◆ **PROBLEM DESCRIPTION**:
Restate each of the lines given below, word for word.

══════════════════════════════

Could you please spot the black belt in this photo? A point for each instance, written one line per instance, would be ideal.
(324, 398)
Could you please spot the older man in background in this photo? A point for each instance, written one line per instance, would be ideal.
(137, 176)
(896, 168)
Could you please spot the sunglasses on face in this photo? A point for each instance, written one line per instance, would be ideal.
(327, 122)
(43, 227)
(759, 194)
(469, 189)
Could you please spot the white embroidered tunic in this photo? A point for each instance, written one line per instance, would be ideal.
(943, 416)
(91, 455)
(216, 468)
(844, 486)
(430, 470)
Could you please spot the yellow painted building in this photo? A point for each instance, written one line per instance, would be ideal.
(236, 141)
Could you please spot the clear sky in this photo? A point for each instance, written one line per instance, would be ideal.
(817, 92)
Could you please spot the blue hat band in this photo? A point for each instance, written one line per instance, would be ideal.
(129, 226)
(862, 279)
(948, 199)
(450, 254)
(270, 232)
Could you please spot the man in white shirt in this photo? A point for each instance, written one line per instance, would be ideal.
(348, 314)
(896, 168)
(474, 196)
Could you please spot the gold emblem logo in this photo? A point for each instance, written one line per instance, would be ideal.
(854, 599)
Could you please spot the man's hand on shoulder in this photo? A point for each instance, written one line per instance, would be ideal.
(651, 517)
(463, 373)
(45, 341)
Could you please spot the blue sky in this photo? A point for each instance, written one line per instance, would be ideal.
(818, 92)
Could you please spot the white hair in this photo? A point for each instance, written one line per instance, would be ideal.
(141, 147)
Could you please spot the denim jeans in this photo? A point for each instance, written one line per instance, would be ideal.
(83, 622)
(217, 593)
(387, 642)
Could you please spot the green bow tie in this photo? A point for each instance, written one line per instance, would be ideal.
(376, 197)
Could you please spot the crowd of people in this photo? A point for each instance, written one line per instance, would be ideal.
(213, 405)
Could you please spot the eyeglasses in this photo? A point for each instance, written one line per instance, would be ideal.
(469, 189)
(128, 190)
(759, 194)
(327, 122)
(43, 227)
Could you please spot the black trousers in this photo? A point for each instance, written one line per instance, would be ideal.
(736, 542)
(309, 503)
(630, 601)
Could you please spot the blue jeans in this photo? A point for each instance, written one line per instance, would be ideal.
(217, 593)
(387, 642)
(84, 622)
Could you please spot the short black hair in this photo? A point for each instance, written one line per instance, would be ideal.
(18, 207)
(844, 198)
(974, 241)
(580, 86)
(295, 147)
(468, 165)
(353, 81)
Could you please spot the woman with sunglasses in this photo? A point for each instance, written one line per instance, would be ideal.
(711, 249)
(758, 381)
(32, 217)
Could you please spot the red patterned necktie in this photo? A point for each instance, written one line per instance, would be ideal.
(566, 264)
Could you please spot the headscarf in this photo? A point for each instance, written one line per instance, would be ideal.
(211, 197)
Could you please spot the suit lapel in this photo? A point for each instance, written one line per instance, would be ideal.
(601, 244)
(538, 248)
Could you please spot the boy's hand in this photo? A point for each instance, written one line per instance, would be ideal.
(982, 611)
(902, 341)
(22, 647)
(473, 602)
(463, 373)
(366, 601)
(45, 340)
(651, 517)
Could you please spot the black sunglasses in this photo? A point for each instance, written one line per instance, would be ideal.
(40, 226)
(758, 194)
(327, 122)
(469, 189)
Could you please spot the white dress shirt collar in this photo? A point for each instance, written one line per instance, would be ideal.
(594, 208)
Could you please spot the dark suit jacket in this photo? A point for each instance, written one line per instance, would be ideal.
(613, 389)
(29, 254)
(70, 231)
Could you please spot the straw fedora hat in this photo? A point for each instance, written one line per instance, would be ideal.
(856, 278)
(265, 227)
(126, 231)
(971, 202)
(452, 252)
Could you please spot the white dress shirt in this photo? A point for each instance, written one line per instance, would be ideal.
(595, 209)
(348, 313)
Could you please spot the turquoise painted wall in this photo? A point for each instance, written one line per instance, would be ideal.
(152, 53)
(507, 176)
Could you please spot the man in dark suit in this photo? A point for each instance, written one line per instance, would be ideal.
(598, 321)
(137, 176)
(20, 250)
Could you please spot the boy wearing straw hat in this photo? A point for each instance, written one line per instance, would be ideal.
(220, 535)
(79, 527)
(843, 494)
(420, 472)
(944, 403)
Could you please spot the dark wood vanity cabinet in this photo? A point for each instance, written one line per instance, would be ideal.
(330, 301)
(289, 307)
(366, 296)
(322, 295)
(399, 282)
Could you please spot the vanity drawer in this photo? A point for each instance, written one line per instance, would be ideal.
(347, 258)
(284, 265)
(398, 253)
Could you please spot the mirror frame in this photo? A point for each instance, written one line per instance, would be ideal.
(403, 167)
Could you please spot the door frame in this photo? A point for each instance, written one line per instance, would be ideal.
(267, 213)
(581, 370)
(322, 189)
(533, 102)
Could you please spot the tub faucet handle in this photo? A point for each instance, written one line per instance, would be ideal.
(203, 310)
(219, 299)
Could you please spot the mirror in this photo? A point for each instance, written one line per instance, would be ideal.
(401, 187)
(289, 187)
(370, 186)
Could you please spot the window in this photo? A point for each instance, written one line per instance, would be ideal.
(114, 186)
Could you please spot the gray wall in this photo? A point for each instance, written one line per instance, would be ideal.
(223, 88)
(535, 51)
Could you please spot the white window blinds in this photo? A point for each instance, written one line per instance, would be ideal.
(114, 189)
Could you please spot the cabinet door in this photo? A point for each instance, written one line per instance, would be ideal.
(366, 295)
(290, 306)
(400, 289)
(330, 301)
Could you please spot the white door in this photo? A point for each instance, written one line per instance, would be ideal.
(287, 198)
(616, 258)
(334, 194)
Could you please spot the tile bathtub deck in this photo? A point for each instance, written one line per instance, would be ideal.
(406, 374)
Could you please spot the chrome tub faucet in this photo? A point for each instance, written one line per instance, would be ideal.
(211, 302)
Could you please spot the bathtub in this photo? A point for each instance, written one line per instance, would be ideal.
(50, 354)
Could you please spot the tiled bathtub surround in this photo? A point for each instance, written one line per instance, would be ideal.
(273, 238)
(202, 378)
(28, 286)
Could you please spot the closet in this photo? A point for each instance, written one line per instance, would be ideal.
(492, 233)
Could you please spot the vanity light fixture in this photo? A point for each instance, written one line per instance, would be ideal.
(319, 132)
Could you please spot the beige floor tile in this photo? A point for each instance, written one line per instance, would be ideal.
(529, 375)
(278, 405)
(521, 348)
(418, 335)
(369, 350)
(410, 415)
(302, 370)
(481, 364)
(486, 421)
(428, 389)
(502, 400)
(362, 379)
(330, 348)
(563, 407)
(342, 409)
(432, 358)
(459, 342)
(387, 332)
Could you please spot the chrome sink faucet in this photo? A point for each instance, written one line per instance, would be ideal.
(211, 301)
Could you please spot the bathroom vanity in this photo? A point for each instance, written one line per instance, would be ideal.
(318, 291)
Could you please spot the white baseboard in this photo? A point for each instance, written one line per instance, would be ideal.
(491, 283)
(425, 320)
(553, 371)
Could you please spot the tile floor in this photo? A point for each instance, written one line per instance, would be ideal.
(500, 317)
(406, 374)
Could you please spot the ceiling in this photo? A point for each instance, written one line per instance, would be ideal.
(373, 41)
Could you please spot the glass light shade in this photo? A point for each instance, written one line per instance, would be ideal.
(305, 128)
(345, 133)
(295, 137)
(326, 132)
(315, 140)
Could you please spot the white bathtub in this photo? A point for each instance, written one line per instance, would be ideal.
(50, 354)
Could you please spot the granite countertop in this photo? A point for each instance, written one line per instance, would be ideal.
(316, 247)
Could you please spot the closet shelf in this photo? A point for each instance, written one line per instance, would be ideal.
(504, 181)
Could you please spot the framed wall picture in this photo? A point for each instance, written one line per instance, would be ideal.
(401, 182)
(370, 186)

══════════════════════════════

◆ **RESPONSE TO THE EXERCISE**:
Could you please spot the black belt in this photo? A point for each instance, written one line per instance, would be ideal.
(324, 398)
Could you please spot the older man in background in this photo? A point for each instance, written one line per instance, would be ideal.
(137, 176)
(896, 168)
Could you please spot the sunglasses on face in this photo? A point for each instance, written one line per instance, would be ideal.
(327, 122)
(43, 227)
(759, 194)
(469, 189)
Could you please spot the white embroidered tunic in this photo? A point for each instance, written one line per instance, would be ideal.
(943, 416)
(91, 455)
(216, 468)
(844, 486)
(430, 470)
Could you please spot the yellow painted building in this photo? A point for each instance, written one line per instance, would be ideal.
(236, 141)
Could you please spot the clear sky in this photo? A point for each instance, written one line per instance, would be ideal.
(817, 92)
Could you please spot the blue hat band in this photo? A point for each instance, written one line per instance, would be ideal.
(129, 226)
(862, 279)
(948, 199)
(450, 254)
(270, 232)
Could you please spot the man in white shirt in this photo? A point for each instance, written one line per instance, would be ideal.
(348, 314)
(896, 168)
(474, 196)
Could you please spot the gold emblem logo in this photo? A point for each instance, written one line per instance, would be ideal.
(854, 599)
Could you please spot the man's hand on shoulder in this photo? A point for each instance, written one line per instance, would be ideal.
(651, 517)
(463, 373)
(45, 341)
Could you please spot the blue sky in this photo? A point for each instance, written one line per instance, would be ideal.
(818, 92)
Could you please spot the white hair in this photo? A point for each instance, written one line per instance, would be ideal.
(141, 147)
Could you please spot the denim jeans in this photo? A point for each instance, written one line per instance, would be ideal.
(83, 622)
(217, 593)
(387, 642)
Could you please spot the green bow tie in this photo? A point for each instance, written one line per instance, would be ideal.
(376, 197)
Could you please spot the crowd of people in this photo? A point for each instance, written one line per instance, would be ideal.
(213, 405)
Could you please spot the eyeglasses in this photo? A point for each instance, written one line per instance, would be ideal.
(469, 189)
(128, 190)
(759, 194)
(327, 122)
(43, 227)
Could you please spot the black trousers in this photo? A point for each instance, written one line per instance, would be ideal.
(736, 542)
(309, 503)
(630, 601)
Could you please spot the blue jeans in this photo? A point for each instance, written one line per instance, would be ideal.
(217, 593)
(387, 642)
(84, 622)
Could you please spot the short black hair in this photo? A point for each instance, written one line per instance, would be ideal.
(18, 207)
(844, 198)
(974, 241)
(580, 86)
(295, 147)
(468, 165)
(353, 81)
Could you please spot the woman with sunglasses in this photo? A point for each instance, written one line per instance, would be ideal.
(711, 249)
(758, 381)
(32, 217)
Could you please spot the red patterned necktie in this photo? A point for each instance, written one line per instance, would be ideal.
(566, 264)
Could you please spot the headscarf in this photo? A point for each instance, written one line per instance, would be ideal.
(211, 197)
Could you please spot the suit lapel in this photo? A point for each instance, written one line per instance, would be ideal.
(601, 244)
(538, 248)
Could you please spot the boy's hand in this photo? A point for each instance, written one line per instance, would be ideal.
(982, 611)
(902, 341)
(22, 647)
(473, 602)
(463, 373)
(366, 601)
(45, 340)
(651, 517)
Could you please spot the black sunglasses in this photo? A point for each instance, written one line per instance, would be ideal.
(40, 226)
(758, 194)
(327, 122)
(469, 189)
Could you please spot the white dress shirt collar in this photo? A point for each instance, written one line per instance, would be ideal.
(594, 208)
Could you please spot the dark suit jacket in this photo? A point for each instance, written one line per instance, would be ideal.
(613, 389)
(29, 254)
(70, 231)
Could you please spot the straw fedora hat in this photo? A point for each instance, written one line per instance, would be ideal.
(856, 278)
(265, 227)
(126, 231)
(971, 202)
(452, 252)
Could you please spot the white dress shirt in this photo? A point for each instance, written one line per instance, would be ideal.
(595, 209)
(348, 313)
Could you please spot the turquoise painted wall in this photo? A point for each instance, written one line per instance, would be ideal.
(152, 53)
(507, 176)
Could you please spot the man in dark suit in this photo? A point for each instance, written one line per instance, would be ideal.
(598, 321)
(137, 176)
(20, 250)
Could you please spot the boy wearing straw hat in this photo? A point for each instance, written one line per instance, would be ideal.
(220, 535)
(79, 527)
(843, 494)
(420, 472)
(944, 403)
Could you please spot the dark wood vanity cabinet in this photo? A point for each instance, written one line per instance, would be ideal.
(330, 301)
(289, 307)
(366, 296)
(322, 295)
(399, 282)
Could you please spot the vanity drawer in this photo? A point for each instance, written one line per instance, would be ideal.
(347, 258)
(284, 265)
(398, 253)
Could you please spot the mirror frame in this photo? A point for each instance, written one line per instance, would be ideal.
(403, 167)
Could you please spot the door frame in this photo? A point for each instance, written one line per instance, would be ideal.
(267, 213)
(581, 370)
(322, 189)
(533, 102)
Could you please spot the tub faucet handle in this photo? A point for each instance, written one line per instance, would be ideal.
(203, 310)
(219, 299)
Could you please spot the mirror in this photo? A point for each instance, written one line per instance, would be ideal.
(401, 187)
(289, 187)
(370, 186)
Could you please spot the window in this photo? A point for each instance, written one line per instance, would be ideal.
(114, 186)
Could you please spot the gray wall in this photo? A point for each instance, written one line per instance, would be ideal.
(223, 88)
(535, 51)
Could you please spot the white window blinds in this photo? A point for each instance, written one line per instance, would be ideal.
(114, 189)
Could you please spot the cabinet door in this photo? A point for each instance, written one line per instance, would be ideal.
(366, 295)
(290, 306)
(400, 289)
(330, 301)
Could you please spot the white door in this photo? A point for each instance, written one line per instance, would be ideal.
(287, 198)
(616, 258)
(334, 194)
Could you please spot the tile bathtub deck in this photo? A point for each instance, written one line per instance, would be ideal.
(406, 374)
Could you please spot the chrome tub faucet in this photo? A point for each instance, written one line per instance, would be ideal.
(211, 302)
Could you please spot the bathtub in this photo? A point for each instance, written one line per instance, would be ideal.
(50, 354)
Could you please spot the tiled bathtub surround in this photo? A point for each instance, written one line per instance, would be ideal.
(273, 238)
(202, 378)
(28, 286)
Could you please spot the closet in this photo? A point for each instance, written one line per instance, would be ideal.
(492, 233)
Could you please spot the vanity light fixture in this photo? A point for each instance, written one line per instance, would be ideal.
(319, 132)
Could you please spot the beige floor tile in this photo? A point for each instance, written one line per instance, would be ideal.
(529, 375)
(278, 405)
(521, 348)
(418, 335)
(369, 350)
(410, 415)
(302, 370)
(481, 364)
(486, 421)
(428, 389)
(502, 400)
(362, 379)
(330, 348)
(563, 407)
(342, 409)
(432, 358)
(459, 342)
(387, 332)
Could you please spot the chrome sink faucet in this photo? A point for each instance, written one line per instance, would be ideal.
(211, 301)
Could you please spot the bathroom vanity in this photo? A point for each instance, written one line per instance, would be ideal.
(318, 291)
Could you please spot the white baseboard in this photo? A point for each instance, written one line per instance, would be ideal.
(491, 283)
(425, 320)
(553, 371)
Could you please spot the tile floor in this photo? A point for each instance, written one line per instance, would be ideal.
(500, 317)
(406, 374)
Could you please spot the ceiling in this photo? A point for each instance, written one line per instance, would be ideal.
(373, 41)
Could you please spot the glass light shade in this photo? A point for each instance, written one line per instance, would be ideal.
(305, 128)
(345, 133)
(295, 137)
(326, 132)
(315, 140)
Could you please spot the white bathtub in this photo? A point for each instance, written one line per instance, would be ideal.
(50, 354)
Could you please spot the granite countertop in this photo? A point for each instance, written one line per instance, would be ideal.
(316, 247)
Could you please spot the closet shelf in this photo? A point for each instance, written one line per instance, would be ideal.
(504, 181)
Could you please spot the framed wall picture in this photo? A point for each instance, written one line per instance, would be ideal.
(401, 182)
(370, 186)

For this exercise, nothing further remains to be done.